Which lines in the data below contain the string "nightstand", matching case exactly? Pick out each of them and copy it in full.

________________________________________

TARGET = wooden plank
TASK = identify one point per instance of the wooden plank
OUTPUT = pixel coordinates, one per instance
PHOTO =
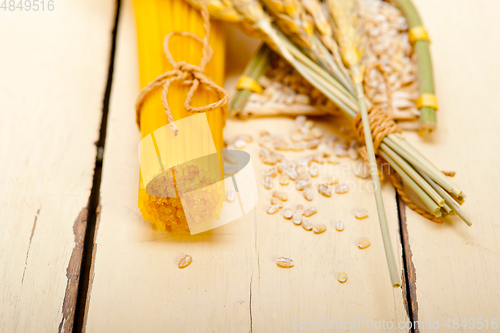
(456, 266)
(54, 67)
(233, 284)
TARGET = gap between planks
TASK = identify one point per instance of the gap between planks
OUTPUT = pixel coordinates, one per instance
(409, 276)
(88, 255)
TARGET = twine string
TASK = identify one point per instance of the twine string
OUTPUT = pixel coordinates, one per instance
(186, 74)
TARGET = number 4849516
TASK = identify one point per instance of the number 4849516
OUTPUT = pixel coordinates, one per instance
(27, 5)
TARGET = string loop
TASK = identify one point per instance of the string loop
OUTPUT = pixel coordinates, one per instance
(186, 74)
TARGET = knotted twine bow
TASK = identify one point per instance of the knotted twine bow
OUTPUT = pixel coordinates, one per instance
(187, 74)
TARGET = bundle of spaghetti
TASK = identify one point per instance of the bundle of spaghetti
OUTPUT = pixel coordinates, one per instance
(155, 19)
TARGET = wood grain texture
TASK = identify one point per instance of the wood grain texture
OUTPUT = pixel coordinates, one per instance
(456, 266)
(233, 284)
(53, 66)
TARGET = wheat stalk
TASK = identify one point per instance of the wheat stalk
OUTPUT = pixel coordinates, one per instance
(349, 40)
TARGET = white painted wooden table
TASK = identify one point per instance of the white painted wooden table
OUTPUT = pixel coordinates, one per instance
(54, 72)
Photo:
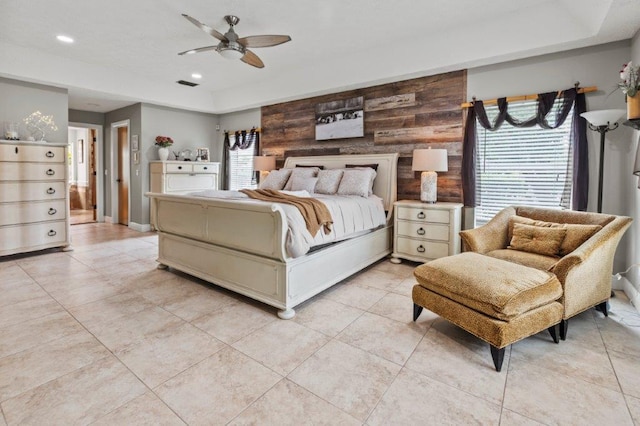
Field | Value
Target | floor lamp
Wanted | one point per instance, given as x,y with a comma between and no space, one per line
600,121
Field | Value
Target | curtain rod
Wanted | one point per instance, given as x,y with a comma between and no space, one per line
525,97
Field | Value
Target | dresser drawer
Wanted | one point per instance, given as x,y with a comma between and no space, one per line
43,154
422,249
32,171
33,237
32,191
424,215
423,230
40,211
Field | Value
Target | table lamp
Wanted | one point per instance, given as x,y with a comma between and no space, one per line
429,161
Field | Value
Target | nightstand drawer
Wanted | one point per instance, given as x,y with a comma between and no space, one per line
425,215
423,230
424,249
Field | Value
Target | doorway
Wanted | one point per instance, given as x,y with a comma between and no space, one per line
83,169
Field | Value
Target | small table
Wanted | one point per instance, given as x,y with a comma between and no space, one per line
424,231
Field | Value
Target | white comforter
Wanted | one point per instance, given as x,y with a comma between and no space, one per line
352,216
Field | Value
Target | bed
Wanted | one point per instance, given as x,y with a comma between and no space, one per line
241,246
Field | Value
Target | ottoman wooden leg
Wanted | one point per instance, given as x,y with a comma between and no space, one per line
417,310
498,357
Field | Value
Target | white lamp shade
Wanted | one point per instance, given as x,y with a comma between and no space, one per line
432,160
603,117
264,163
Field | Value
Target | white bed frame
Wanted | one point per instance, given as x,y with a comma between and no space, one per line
241,246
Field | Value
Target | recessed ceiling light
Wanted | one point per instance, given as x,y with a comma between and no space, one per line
64,39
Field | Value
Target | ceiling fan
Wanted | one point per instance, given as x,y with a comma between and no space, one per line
231,46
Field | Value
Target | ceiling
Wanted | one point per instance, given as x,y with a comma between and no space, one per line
125,51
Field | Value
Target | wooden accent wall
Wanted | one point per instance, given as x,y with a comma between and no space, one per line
398,117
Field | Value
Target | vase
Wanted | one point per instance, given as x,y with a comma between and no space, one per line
633,107
163,153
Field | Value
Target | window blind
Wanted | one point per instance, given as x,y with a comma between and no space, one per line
522,166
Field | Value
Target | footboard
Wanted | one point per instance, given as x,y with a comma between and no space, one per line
245,226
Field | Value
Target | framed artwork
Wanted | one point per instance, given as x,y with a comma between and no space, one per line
80,151
340,119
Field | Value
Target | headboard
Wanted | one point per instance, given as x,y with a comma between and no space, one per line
385,185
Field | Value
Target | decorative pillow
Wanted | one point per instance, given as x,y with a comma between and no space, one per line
302,172
576,235
355,182
276,179
537,239
303,184
329,181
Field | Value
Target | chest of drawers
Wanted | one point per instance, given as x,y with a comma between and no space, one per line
34,199
424,232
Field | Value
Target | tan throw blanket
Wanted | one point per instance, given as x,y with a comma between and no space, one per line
316,215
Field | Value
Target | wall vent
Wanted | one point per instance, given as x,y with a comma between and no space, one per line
186,83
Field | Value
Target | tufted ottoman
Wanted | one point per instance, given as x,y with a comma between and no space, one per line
498,301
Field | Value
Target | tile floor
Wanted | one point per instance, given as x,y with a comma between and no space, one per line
100,336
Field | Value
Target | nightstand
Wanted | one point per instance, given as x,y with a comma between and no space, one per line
424,232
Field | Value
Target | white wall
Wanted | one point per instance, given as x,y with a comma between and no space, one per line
594,66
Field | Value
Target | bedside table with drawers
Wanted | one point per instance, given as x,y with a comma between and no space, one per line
424,231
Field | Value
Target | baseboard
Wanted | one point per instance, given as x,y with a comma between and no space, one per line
632,293
140,227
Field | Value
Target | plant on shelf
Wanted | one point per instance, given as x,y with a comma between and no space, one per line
164,141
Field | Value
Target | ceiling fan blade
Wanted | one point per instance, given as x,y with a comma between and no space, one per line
252,59
207,29
198,50
263,41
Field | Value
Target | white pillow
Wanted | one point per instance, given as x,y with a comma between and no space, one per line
355,182
302,172
303,184
328,181
276,179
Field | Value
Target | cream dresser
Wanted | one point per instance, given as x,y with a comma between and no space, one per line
424,232
34,197
181,177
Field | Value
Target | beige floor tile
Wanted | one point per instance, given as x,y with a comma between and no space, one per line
28,310
413,399
627,369
400,308
634,408
217,389
281,345
145,410
80,397
452,356
233,322
33,367
349,378
289,404
158,356
509,418
18,337
561,399
105,310
387,338
352,294
326,316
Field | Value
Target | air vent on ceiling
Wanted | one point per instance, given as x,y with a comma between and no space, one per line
186,83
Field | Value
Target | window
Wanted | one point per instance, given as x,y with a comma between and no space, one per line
522,166
241,174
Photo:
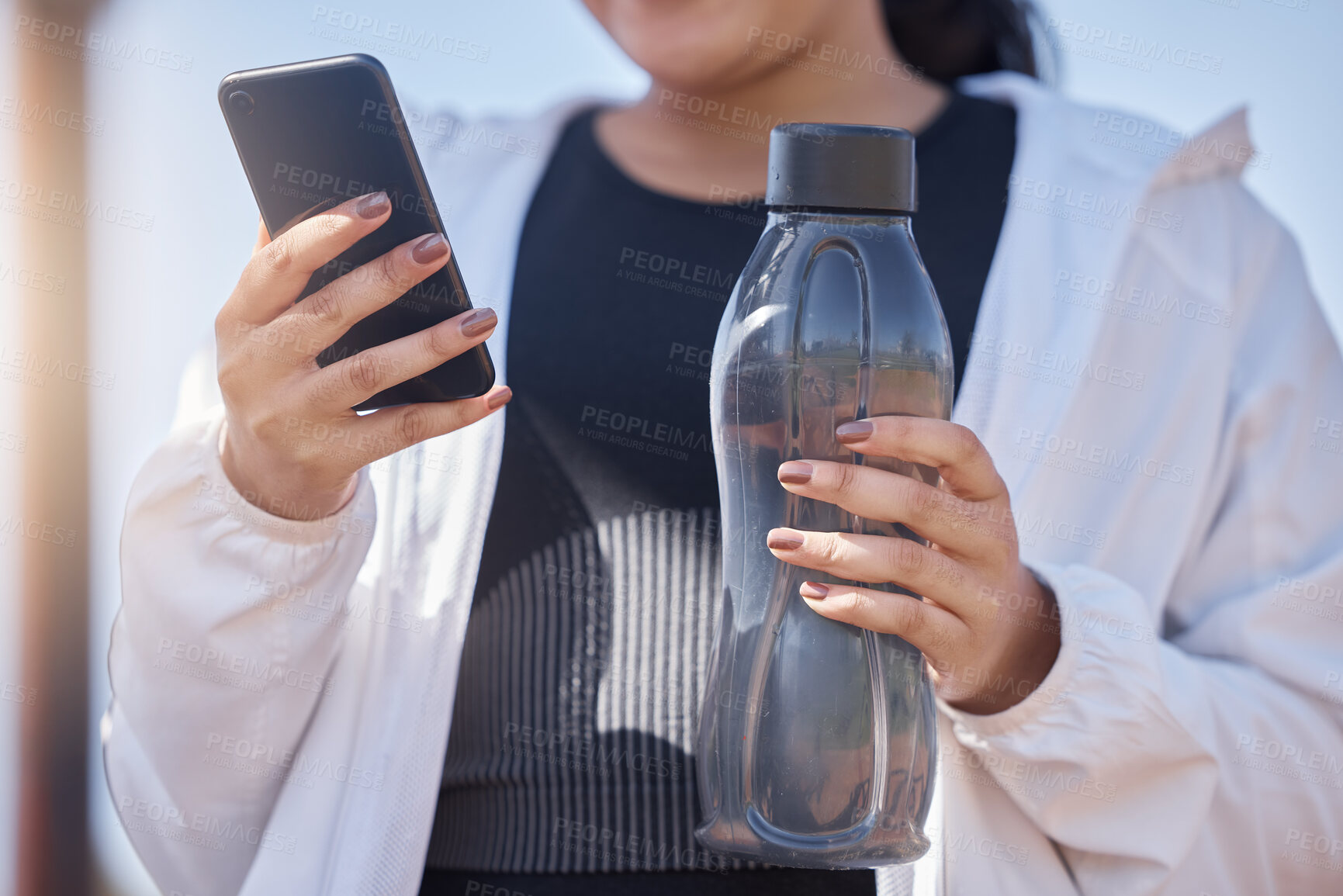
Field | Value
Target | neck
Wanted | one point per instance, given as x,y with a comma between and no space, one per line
709,143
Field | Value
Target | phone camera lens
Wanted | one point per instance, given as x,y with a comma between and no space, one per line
242,102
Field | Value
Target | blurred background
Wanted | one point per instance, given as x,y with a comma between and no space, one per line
113,112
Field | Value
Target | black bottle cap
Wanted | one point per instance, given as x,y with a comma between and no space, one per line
850,167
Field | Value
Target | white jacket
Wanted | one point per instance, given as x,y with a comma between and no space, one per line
1157,386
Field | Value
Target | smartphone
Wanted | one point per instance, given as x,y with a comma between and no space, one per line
313,135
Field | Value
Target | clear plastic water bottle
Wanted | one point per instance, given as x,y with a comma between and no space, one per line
817,742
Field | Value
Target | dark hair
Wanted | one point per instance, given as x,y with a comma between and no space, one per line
950,40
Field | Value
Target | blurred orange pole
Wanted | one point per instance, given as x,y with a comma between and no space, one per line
54,638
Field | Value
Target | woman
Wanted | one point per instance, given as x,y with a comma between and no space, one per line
494,688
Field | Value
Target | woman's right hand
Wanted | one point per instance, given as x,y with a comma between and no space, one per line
292,444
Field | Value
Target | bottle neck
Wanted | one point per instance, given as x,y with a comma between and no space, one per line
797,216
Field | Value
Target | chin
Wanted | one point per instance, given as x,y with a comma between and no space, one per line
694,45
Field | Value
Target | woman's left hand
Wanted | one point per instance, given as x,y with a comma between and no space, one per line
985,656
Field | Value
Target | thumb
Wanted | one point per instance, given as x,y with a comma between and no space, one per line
262,237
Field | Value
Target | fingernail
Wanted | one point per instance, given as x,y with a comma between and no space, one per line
795,472
479,321
856,431
430,249
374,205
784,539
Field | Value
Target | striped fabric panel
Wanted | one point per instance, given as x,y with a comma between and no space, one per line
575,721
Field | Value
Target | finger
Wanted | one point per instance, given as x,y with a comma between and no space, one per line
262,235
328,313
924,625
954,524
394,429
279,272
876,558
958,455
354,379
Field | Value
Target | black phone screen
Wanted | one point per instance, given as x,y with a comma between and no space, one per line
314,135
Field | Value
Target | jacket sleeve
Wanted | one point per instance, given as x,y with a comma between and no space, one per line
222,650
1199,749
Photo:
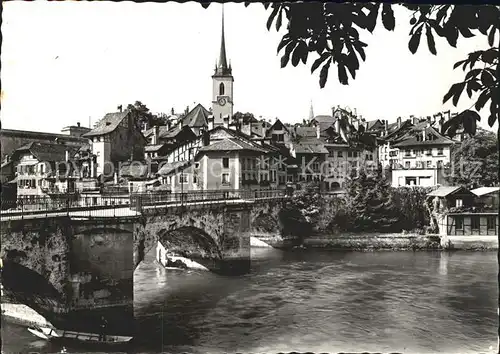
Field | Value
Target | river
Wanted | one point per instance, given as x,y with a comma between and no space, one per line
316,301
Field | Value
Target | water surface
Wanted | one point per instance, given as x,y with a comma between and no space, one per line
422,302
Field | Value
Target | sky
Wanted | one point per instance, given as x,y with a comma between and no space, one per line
69,62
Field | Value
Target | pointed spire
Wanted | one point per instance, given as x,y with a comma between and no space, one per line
222,57
222,67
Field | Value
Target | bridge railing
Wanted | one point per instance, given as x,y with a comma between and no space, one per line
105,205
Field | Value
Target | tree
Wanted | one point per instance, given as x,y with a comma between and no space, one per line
245,117
144,116
370,202
474,163
333,32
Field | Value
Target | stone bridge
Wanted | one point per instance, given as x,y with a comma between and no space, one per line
74,269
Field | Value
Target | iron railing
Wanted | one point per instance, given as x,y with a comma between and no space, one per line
100,205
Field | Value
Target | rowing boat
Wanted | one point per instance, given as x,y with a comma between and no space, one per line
56,334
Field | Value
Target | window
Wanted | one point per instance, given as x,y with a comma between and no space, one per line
183,178
491,222
475,222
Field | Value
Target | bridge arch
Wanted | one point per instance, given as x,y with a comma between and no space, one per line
189,242
23,285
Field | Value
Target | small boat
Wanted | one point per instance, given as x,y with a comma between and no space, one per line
82,337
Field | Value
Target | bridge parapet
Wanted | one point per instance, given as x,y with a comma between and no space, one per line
133,204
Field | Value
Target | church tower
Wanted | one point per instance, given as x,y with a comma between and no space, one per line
222,90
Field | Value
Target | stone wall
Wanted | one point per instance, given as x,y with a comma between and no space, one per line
71,271
227,228
41,245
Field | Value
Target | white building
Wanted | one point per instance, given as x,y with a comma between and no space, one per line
421,156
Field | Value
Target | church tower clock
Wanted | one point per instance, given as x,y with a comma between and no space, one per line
222,90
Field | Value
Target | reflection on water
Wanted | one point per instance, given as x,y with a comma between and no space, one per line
421,302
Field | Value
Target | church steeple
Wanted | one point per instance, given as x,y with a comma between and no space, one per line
222,80
222,67
311,113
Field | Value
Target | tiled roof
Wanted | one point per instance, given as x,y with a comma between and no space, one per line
107,124
277,123
152,148
485,190
135,170
162,130
310,148
170,167
232,145
197,117
48,152
324,119
240,136
373,123
306,132
410,139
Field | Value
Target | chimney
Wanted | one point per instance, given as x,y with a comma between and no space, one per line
156,132
440,125
206,138
210,122
246,127
356,123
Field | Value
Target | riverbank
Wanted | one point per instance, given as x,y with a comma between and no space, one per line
383,242
23,315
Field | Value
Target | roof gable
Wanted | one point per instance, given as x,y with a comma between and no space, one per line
448,191
108,124
278,125
197,117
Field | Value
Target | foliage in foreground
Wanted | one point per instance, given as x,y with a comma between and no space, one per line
370,205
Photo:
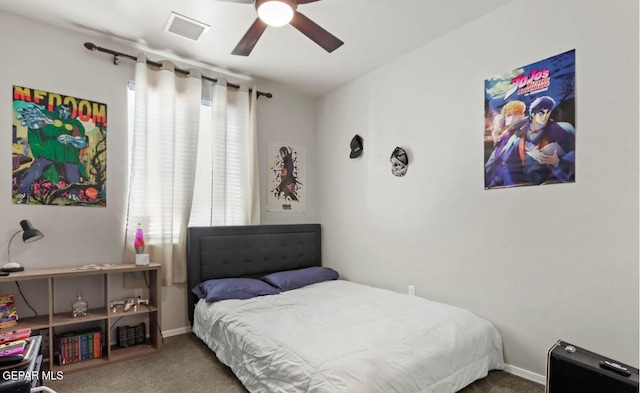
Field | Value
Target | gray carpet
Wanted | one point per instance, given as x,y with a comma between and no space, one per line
186,365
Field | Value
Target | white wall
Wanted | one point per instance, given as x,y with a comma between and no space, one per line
52,59
565,269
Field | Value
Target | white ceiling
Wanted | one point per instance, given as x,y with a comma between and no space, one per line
375,33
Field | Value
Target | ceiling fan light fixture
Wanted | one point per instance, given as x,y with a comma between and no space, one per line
275,12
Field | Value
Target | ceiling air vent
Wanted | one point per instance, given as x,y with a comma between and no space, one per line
185,27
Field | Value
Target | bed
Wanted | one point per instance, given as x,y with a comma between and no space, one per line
329,336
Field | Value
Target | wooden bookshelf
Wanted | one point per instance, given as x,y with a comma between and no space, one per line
101,316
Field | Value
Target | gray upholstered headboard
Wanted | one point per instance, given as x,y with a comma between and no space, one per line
248,251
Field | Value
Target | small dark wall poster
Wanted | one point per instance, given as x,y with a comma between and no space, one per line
529,128
286,178
59,149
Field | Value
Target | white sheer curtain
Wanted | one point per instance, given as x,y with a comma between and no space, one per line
165,140
226,190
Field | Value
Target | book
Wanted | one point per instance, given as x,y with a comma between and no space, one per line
8,312
13,348
15,335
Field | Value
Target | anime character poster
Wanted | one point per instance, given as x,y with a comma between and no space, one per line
286,177
529,132
59,149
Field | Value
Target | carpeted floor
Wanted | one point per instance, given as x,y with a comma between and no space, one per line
186,365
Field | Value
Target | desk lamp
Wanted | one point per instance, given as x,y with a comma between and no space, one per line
30,234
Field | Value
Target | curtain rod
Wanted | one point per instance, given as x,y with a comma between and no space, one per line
91,46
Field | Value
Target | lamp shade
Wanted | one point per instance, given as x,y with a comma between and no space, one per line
275,12
30,234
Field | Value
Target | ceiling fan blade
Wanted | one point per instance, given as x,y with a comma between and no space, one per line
316,33
250,38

________________________________________

Answer in full:
Target | nightstand drawer
Target | nightstand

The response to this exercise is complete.